DO THIS
Can you transcribe these lines word for word, beginning at the line that contains "Target: woman's nose" and continuing through the last line?

Records from a point labeling set:
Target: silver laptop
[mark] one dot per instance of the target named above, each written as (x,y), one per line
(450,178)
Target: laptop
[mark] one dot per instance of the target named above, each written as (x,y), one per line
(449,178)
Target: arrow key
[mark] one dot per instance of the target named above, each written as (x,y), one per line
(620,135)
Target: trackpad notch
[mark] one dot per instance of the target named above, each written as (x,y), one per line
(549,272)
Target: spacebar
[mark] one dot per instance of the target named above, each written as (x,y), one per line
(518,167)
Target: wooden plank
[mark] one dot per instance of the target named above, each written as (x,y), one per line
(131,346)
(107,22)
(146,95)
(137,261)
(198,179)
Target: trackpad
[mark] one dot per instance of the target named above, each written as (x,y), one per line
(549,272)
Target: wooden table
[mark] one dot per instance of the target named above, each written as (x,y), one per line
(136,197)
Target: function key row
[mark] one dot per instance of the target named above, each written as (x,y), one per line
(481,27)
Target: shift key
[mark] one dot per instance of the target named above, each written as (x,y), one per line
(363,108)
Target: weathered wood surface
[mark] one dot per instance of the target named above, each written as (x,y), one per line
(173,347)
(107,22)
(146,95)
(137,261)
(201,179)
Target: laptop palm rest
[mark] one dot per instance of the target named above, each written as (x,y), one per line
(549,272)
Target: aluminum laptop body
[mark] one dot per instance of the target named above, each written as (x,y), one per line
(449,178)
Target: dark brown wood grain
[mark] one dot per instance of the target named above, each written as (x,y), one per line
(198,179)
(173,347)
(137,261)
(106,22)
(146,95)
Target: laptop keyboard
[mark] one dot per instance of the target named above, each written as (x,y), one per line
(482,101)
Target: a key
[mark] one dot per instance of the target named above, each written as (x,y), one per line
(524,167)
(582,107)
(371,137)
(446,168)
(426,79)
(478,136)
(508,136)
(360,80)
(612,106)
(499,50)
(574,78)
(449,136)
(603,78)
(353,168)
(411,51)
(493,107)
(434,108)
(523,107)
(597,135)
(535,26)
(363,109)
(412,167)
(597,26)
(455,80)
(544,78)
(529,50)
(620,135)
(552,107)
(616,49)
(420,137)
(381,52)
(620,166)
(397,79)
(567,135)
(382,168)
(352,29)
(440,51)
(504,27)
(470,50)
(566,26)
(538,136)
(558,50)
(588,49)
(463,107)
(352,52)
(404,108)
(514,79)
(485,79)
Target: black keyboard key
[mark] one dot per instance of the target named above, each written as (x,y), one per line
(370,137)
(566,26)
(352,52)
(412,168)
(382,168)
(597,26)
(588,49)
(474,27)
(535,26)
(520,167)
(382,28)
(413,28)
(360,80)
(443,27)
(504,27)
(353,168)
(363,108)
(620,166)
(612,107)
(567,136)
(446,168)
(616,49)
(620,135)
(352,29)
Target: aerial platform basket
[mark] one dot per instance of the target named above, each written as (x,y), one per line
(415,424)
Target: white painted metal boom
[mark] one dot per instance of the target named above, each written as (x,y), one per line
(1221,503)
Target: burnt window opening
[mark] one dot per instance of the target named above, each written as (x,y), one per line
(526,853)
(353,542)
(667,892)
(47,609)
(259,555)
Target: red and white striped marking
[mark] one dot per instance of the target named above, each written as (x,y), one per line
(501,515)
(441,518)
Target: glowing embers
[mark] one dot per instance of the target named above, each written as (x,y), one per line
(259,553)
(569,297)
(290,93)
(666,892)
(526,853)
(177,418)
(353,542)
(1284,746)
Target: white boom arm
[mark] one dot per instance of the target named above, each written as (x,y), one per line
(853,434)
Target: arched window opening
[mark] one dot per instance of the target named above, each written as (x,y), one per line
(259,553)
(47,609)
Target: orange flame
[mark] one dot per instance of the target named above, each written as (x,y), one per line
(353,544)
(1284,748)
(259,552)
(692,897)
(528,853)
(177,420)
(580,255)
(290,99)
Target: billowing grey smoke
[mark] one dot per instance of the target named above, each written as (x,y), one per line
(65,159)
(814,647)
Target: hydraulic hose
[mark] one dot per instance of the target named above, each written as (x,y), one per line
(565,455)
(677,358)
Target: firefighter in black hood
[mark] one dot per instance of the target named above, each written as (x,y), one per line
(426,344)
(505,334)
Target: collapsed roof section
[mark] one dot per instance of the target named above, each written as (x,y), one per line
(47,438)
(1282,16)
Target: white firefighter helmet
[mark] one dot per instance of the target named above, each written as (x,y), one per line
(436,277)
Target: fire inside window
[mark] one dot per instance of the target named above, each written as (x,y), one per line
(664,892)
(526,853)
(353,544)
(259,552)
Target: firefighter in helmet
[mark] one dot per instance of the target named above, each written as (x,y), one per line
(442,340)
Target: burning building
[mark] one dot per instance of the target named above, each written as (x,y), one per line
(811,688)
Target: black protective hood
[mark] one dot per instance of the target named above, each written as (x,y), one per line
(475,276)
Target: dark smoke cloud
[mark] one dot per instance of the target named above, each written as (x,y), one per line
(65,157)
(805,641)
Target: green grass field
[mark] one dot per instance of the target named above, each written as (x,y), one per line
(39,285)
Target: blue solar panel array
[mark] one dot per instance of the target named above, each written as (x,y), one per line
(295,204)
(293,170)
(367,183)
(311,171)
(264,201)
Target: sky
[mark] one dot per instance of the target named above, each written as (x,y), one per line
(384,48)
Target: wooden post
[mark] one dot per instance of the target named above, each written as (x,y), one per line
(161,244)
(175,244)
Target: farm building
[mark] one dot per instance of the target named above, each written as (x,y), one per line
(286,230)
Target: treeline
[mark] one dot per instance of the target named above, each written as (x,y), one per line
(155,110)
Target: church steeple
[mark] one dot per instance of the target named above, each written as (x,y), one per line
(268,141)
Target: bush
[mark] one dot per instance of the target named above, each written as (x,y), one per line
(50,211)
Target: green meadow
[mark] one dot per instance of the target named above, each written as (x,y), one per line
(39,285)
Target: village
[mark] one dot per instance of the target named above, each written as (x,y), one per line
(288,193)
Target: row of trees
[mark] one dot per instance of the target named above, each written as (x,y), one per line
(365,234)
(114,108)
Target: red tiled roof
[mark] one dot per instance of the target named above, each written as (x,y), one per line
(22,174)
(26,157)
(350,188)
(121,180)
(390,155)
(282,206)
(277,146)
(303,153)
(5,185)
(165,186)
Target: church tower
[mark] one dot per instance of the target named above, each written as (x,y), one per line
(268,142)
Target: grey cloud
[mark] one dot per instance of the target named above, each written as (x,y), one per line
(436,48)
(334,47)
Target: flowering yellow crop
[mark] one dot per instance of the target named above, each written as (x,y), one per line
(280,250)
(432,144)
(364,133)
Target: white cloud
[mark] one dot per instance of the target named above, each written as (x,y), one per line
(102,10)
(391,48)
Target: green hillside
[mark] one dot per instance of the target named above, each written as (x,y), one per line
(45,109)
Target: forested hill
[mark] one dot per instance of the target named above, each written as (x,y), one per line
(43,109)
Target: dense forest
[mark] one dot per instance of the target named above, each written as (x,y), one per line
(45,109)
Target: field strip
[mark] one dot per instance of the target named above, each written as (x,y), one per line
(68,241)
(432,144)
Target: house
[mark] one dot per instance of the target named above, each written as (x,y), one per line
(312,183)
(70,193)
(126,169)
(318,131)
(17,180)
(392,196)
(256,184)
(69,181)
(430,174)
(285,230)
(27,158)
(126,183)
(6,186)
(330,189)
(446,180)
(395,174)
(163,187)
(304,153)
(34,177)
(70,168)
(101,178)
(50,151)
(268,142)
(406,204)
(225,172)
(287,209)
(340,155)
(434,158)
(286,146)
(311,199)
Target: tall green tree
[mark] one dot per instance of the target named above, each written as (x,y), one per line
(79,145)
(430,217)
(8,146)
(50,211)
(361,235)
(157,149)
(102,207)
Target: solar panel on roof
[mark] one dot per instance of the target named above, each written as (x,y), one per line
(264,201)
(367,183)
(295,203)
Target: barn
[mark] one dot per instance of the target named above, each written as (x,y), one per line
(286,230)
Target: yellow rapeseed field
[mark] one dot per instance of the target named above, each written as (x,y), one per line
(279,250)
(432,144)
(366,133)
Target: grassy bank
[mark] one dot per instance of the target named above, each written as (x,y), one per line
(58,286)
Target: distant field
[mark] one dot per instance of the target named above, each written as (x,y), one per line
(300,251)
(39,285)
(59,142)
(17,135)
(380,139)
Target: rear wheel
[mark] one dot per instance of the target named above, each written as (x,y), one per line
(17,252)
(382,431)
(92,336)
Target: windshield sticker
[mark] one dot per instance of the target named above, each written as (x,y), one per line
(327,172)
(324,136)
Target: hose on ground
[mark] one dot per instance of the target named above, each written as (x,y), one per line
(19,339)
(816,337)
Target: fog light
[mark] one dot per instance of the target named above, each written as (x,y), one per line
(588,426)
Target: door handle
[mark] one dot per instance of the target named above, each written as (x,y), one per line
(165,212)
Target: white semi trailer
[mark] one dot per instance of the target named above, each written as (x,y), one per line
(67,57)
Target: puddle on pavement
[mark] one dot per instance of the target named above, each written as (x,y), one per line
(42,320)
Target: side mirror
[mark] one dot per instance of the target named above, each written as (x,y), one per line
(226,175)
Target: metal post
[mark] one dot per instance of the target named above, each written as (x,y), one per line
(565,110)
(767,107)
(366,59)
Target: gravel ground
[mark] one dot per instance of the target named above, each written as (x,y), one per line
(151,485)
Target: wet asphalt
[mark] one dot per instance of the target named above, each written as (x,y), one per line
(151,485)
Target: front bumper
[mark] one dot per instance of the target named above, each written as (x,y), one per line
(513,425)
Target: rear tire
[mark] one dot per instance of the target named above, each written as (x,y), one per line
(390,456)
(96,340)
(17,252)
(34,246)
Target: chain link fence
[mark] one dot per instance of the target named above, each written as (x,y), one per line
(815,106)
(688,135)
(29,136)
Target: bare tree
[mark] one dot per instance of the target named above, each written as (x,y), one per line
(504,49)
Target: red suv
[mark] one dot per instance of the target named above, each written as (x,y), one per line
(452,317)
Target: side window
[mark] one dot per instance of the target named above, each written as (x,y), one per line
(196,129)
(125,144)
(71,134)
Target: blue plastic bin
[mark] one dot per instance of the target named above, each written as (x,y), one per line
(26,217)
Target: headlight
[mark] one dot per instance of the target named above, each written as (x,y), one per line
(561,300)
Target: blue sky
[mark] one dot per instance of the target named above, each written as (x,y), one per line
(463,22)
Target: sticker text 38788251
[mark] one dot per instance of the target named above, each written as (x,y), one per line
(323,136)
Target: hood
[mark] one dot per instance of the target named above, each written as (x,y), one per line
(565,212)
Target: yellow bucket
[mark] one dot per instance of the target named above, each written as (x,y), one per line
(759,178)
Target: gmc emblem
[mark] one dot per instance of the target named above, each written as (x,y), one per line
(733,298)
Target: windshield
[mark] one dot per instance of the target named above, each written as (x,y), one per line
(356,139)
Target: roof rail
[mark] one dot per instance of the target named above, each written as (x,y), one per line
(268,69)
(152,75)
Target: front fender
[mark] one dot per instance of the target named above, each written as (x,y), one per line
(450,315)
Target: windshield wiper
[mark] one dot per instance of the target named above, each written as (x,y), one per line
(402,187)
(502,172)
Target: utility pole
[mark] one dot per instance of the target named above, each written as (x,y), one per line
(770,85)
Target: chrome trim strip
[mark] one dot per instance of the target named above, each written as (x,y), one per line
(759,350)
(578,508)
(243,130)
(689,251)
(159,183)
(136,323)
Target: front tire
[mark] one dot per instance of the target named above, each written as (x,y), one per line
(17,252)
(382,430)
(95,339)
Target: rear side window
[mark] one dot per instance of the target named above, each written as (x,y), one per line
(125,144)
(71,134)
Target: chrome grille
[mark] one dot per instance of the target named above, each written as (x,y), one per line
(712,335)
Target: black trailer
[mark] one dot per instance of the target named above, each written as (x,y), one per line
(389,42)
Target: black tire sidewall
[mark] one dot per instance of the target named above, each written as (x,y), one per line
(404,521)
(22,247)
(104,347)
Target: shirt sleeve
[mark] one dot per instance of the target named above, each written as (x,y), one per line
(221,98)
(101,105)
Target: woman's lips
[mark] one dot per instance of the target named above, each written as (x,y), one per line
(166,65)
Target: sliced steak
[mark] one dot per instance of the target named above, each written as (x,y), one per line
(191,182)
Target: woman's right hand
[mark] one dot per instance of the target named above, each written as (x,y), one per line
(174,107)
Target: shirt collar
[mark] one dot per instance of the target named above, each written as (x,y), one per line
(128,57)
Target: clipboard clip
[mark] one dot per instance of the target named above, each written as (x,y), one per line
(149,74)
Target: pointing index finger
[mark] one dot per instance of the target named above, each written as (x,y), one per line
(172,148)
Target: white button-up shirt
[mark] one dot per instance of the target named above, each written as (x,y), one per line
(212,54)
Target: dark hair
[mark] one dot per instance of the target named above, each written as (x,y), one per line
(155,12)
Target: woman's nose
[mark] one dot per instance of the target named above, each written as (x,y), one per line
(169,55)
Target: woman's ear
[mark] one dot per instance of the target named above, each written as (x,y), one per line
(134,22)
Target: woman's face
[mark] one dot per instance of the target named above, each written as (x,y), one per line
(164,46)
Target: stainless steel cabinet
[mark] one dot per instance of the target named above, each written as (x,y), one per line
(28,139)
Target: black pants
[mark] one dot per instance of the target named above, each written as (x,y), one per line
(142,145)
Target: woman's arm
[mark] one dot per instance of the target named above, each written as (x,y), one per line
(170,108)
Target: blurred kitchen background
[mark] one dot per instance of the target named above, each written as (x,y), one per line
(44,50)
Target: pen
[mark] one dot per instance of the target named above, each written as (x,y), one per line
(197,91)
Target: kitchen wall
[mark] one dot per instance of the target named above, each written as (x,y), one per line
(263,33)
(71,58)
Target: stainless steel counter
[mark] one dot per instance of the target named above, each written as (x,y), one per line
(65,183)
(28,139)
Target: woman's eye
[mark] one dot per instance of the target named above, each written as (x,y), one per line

WORKED SOLUTION
Target: woman's nose
[mark] one dot per instance of the target named above, each written as (x,y), one per line
(169,55)
Target: woman's ear
[mark] one dot per instance of the target named above, each written as (x,y), one per line
(134,22)
Target: woman's face
[mark] one dot per instance of the target named above, each written as (x,y), one per line
(164,46)
Target: stainless steel cabinet
[mark] one dot per instance of the target named above, each written as (x,y), one per line
(28,139)
Target: black pants
[mark] one dot per instance of the target named above, each written as (x,y), one per line
(142,145)
Target: woman's arm
[mark] one dot per instance of the target named above, each written as (x,y), one per line
(170,108)
Target: blurred kitchen background
[mark] one dot per instance of the target named above, each written as (x,y), one per line
(44,50)
Target: pen
[mark] one dot per instance of the target named above, each written as (x,y), one per line
(197,91)
Target: kitchen wall
[mark] one dot per instance of the target named above, each written as (x,y), one per line
(263,33)
(71,58)
Target: stainless steel counter
[mark] one dot per instance of the target named above, each written as (x,y), one per line
(65,183)
(28,139)
Target: woman's eye
[mark] one dot per instance of the target named above, each written as (x,y), one per line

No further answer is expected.